### Excerpt to read
## START

For example, our friends on the media side can give us insights into what's happening in the marketplace, which can help inform things we do down the funnel, and vice versa. There’s a lot of collaboration and sharing because there's so much data across the board where we are. And listen, it's always going to be a little disparate—everyone's got different pieces and angles—but I think the beauty of it is that everyone brings a unique piece to the table.

It's about prioritizing the main things you're going after. You can get lost in the data and overanalyze, so balancing expertise with customer knowledge and supporting data is key in a large organization like ours.

Dom Nicastro: I don't know what you're talking about, Phil, overanalyzing data. I don't refresh articles every half-day to see who's reading them. No, I don't do anything of the sort. But no, you're right. The phrase "paralysis by analysis" comes to mind. You can get into a bad groove where you're drowning in the data, and you forget to talk to customers and have focus groups with them. That's a good question too—how do you feel like you connect to customers? Because in such a big company with so many customers in the database, how do you make those intimate connections where you truly understand the customer’s needs?

## END

### What the task asks
Carry on the interview excerpt about using marketing data and staying connected to customers, picking up right after its final sentence. The listing that comes next was drawn from a separate source and is unrelated to the interview excerpt.

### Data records
## START

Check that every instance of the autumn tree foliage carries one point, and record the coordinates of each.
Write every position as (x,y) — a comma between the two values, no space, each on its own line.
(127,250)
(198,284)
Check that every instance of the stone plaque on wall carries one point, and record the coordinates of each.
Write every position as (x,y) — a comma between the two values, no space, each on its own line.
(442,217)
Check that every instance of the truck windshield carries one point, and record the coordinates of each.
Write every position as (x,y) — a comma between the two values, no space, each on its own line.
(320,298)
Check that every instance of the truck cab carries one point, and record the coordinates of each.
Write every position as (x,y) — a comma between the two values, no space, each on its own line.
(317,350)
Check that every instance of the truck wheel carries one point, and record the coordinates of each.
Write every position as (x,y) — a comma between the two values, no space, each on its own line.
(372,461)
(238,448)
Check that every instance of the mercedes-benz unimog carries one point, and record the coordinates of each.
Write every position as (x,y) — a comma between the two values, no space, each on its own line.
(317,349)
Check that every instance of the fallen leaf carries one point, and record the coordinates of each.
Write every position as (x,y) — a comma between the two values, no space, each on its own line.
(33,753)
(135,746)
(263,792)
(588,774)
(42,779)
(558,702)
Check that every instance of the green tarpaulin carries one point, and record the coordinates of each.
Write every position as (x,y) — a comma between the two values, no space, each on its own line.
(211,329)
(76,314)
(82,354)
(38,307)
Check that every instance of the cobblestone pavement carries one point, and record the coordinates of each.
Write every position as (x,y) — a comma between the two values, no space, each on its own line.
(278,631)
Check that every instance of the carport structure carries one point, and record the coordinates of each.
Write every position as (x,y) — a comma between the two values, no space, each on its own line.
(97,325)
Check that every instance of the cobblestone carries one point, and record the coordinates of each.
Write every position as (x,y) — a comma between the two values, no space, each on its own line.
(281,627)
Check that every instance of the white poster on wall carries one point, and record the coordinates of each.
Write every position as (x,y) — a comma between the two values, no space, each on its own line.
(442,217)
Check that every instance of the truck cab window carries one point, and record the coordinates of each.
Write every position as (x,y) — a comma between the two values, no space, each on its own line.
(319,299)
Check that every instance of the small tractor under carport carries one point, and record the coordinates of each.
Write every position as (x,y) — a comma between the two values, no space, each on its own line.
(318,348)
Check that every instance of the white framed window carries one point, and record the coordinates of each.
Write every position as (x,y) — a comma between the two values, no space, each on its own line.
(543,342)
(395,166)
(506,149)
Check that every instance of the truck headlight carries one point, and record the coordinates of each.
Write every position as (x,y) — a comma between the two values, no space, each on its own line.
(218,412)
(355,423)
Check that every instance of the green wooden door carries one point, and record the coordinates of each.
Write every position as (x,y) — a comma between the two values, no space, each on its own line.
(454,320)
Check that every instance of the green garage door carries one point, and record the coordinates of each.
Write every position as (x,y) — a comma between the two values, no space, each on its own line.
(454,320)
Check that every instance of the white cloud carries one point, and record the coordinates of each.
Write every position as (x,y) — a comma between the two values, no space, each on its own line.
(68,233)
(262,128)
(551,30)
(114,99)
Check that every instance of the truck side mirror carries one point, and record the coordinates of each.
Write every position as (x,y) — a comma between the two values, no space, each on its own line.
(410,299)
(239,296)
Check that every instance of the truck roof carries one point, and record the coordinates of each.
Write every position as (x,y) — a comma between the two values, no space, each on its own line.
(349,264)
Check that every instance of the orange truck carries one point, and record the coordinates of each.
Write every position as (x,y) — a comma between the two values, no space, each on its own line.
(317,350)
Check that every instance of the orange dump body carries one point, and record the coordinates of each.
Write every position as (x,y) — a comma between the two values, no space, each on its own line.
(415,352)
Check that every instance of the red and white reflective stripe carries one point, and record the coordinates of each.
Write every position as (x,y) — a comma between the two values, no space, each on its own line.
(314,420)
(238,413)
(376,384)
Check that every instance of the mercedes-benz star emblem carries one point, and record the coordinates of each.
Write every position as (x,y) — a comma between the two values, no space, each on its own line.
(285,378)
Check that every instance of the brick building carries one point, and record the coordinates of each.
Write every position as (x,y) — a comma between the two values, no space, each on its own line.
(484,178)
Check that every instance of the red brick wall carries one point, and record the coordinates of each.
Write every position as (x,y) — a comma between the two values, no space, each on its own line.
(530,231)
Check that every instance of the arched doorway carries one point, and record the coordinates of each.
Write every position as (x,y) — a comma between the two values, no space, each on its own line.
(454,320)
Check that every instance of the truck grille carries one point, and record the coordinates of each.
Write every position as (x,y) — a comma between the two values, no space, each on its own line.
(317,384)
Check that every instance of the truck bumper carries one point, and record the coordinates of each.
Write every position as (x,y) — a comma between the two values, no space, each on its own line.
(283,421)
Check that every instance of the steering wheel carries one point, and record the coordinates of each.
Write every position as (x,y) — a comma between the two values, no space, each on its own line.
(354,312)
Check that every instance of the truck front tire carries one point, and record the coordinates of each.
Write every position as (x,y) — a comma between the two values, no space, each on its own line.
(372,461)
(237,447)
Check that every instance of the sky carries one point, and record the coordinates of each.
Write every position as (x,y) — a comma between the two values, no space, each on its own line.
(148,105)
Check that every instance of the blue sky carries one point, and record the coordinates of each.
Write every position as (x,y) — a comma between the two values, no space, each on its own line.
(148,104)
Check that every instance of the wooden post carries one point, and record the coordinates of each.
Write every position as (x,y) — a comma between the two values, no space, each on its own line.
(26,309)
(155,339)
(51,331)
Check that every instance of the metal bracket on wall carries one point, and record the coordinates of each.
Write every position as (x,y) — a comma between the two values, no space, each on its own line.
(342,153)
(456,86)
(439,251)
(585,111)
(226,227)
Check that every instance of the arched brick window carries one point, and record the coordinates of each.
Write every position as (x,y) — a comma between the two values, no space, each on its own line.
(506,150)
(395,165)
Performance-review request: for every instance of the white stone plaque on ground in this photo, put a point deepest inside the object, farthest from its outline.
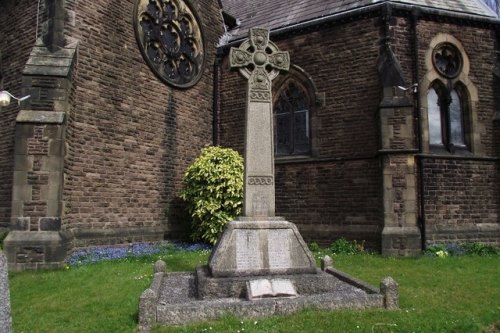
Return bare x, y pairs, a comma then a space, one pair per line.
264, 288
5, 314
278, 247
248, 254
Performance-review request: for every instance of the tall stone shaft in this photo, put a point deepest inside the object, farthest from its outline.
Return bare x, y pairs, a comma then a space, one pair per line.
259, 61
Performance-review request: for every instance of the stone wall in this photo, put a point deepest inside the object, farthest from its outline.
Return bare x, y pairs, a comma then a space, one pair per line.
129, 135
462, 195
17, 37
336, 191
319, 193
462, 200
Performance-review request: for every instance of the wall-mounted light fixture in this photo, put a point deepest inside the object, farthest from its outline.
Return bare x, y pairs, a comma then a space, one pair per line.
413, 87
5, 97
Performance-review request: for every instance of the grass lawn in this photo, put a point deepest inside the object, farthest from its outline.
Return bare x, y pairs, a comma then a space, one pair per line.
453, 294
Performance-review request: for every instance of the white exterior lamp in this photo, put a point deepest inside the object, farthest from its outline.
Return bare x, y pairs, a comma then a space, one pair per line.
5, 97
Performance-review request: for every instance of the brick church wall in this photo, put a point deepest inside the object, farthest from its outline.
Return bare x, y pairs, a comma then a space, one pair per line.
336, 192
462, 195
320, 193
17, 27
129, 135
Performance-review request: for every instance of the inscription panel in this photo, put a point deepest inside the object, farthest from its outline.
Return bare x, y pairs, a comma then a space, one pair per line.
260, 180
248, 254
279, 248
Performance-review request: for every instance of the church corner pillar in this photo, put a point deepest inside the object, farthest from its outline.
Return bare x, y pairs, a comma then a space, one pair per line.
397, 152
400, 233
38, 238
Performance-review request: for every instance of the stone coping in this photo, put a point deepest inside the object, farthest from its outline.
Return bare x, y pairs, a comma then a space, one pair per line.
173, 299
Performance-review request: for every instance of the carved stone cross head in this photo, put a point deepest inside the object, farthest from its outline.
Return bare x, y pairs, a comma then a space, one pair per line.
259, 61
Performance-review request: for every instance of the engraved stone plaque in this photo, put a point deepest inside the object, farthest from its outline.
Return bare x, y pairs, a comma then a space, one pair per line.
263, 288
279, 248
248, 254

## END
## START

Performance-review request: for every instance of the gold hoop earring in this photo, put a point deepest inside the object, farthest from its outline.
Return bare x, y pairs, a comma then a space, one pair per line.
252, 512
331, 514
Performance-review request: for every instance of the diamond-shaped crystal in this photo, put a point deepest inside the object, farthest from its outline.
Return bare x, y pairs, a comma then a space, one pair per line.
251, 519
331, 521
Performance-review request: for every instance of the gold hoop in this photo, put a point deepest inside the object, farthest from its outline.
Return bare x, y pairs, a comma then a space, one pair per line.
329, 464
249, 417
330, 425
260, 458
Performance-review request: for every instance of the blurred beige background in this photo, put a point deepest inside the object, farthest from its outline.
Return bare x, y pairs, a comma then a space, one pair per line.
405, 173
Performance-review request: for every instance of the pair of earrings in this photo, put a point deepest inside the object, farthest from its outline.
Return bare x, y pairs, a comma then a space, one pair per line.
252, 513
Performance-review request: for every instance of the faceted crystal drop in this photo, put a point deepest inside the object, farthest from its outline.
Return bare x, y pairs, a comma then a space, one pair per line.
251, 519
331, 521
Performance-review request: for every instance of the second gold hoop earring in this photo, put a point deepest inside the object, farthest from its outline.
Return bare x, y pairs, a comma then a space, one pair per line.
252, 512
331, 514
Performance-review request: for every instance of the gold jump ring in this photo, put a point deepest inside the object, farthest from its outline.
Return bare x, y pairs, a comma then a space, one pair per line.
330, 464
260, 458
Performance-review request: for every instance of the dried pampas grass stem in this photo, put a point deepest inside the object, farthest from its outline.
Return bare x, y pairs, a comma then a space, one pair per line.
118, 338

## END

### Reply to the task
Connecting with Customers in a Large Organization

Phil Burrows: There are a couple of different ways, right? We try to plan it out so it’s meaningful, and we take away the most from it. We have customer research teams that we work with on a day-to-day and month-to-month basis to get the right research around things we're pre-planning or new initiatives we’re going after. That's one way.

We also have day-to-day reporting that we look at—we’re all super well-versed in understanding what's going on with business fluctuations, trends, all that.

Then, there’s the other side—how do we stay close to the customer? Digital customers behave differently than someone who goes into a call center or a store. There are similarities, but there are also different purchasing behaviors and motivations between those sets of customers, and hybrids in between. But that doesn’t mean there’s no value. We spend a good amount of time, even though my team is in ecommerce and digital, going out to the stores and saying, "Hey, listen, here’s something we’re struggling with online. How are you thinking about it? What are customers saying when they come to you? How are you selling through it?"

We’ve had examples where field teams were doing a great job positioning a new promo, but the way they were positioning it was different from how we had merchandised it on the site. That was a learning we took back, and we said, "Alright, let’s test into that." We have testing teams doing experimentation, A/B testing, multivariate testing, and more.

Sometimes things work, and sometimes we find interesting learnings that we need to tweak online. I encourage the team—and myself—we all try to get out, listen to calls, go to the call center, and listen to retail employees because we’re all one big, happy family at the end of the day, even with different behaviors. There's a lot we can learn from each other, and we try to make that a regular part of what we do.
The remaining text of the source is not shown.